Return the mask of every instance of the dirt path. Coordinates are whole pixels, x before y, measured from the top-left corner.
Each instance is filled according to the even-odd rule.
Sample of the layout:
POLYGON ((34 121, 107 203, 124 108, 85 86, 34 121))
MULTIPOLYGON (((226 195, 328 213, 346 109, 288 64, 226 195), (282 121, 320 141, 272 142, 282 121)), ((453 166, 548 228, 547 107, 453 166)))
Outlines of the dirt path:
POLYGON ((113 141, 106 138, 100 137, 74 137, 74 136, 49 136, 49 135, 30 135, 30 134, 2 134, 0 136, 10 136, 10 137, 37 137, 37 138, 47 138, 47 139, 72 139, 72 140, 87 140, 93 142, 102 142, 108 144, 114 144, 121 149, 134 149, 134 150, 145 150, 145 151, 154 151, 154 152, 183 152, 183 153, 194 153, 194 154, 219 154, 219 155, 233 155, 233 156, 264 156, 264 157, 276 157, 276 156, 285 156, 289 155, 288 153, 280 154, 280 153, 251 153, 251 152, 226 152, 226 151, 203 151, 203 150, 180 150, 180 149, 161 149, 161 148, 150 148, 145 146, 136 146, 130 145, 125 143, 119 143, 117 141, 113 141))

===

## Assignment
Transcribe all of the lines in the records precisely.

## Task response
Return the mask of every instance of the dirt path. Coordinates are whole pixels, x before y, measured from the top-left corner.
Each instance is filled according to the even-odd rule.
Sample of the layout:
POLYGON ((34 121, 107 203, 124 108, 85 86, 34 121))
MULTIPOLYGON (((226 195, 328 213, 346 109, 288 64, 226 195), (282 121, 320 141, 272 142, 282 121)), ((453 166, 548 228, 547 107, 453 166)))
Outlines of the dirt path:
POLYGON ((113 141, 106 138, 100 137, 74 137, 74 136, 49 136, 49 135, 30 135, 30 134, 2 134, 0 136, 10 136, 10 137, 37 137, 37 138, 47 138, 47 139, 72 139, 72 140, 87 140, 93 142, 102 142, 108 144, 114 144, 121 149, 134 149, 134 150, 145 150, 145 151, 154 151, 154 152, 183 152, 183 153, 194 153, 194 154, 219 154, 219 155, 233 155, 233 156, 264 156, 264 157, 276 157, 276 156, 285 156, 289 155, 288 153, 280 154, 280 153, 251 153, 251 152, 226 152, 226 151, 203 151, 203 150, 180 150, 180 149, 161 149, 161 148, 150 148, 145 146, 136 146, 130 145, 125 143, 119 143, 117 141, 113 141))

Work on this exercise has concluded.